-- start of The records --

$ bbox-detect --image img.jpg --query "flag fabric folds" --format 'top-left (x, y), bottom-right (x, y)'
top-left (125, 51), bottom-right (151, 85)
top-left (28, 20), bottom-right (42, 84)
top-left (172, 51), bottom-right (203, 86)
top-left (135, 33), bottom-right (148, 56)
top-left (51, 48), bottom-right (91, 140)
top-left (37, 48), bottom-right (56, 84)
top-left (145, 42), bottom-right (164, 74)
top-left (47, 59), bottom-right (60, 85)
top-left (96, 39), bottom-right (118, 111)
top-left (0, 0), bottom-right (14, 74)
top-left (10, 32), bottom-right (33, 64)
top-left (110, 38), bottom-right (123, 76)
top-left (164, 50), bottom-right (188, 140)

-- end of The records --

:: Aim ::
Repeat all of the data above, command line included, shifting every bounding-box coordinate in the results by adding 43 to it.

:: Answer below ::
$ bbox-detect --image img.jpg --query "flag fabric folds" --format 'top-left (x, y), bottom-right (x, y)'
top-left (168, 94), bottom-right (194, 128)
top-left (71, 63), bottom-right (85, 127)
top-left (215, 94), bottom-right (246, 129)
top-left (178, 76), bottom-right (191, 99)
top-left (94, 91), bottom-right (134, 183)
top-left (80, 91), bottom-right (99, 127)
top-left (188, 85), bottom-right (207, 117)
top-left (90, 102), bottom-right (103, 128)
top-left (139, 82), bottom-right (161, 154)
top-left (43, 43), bottom-right (57, 117)
top-left (53, 75), bottom-right (76, 107)
top-left (153, 81), bottom-right (166, 119)
top-left (207, 93), bottom-right (231, 183)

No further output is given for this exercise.